### Passage shown

================

Lucia is an AAC user who has always loved spending time on a computer. Because of her physical motor control difficulties, Lucia uses a switch under her foot to control her device. She shares her journey with assistive technology below – from a typewriter with a keyguard to high tech AAC.
It began with a typewriter
I started out using an IBM Typewriter with a huge extended keyboard, followed by a Smith Corona Typewriter which was tiny in comparison. I would type with my right thumb and used a keyguard with the typewriters so that I wouldn’t press more than one key at a time
I was always extremely slow – I still am, but I absolutely love spending time on a computer. I took to computing straight away. I have always loved learning and did a number of IT courses straight after finishing College. I enjoy writing emails, creating my autobiography, and doing online shopping.
I joined a swimming club and volunteered to help write a short newsletter for the club. I was still using my typewriter with a keyguard at the time and would prepare an A4 page for them each month. Then I joined Diomede Social Club and my volunteer work really took off.
The Chairman and his daughter helped me find a computer to use with my keyguard, and I joined the Committee. I was in charge of typing out the key dates for the next calendar year, making sure everyone received a birthday card from the club and writing letters to thank people for coming to events and running activities. After this, I began doing more work as a volunteer for other non-profit organisations and took on more responsibility.
In October 2012 I lost the use of my right arm without any warning. I woke up one morning in terrible pain and could not use my computer for three years. It drove me crazy. I had to stop my volunteer work. I was so bored and felt depressed.

================

(Saved entries)
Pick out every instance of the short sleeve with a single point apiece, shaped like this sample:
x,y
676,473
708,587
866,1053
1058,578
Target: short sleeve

================

### Exercise requirements
**A)** Rewrite the stretch of Lucia's account from "I joined a swimming" through "really took off.", substituting "bulletin" for "newsletter".
**B)** According to Lucia's account, for how long was she unable to use her computer after losing the use of her right arm in October 2012?

### Results by task
**A)**
I joined a swimming club and volunteered to help write a short bulletin for the club. I was still using my typewriter with a keyguard at the time and would prepare an A4 page for them each month. Then I joined Diomede Social Club and my volunteer work really took off.

**B)** Three years.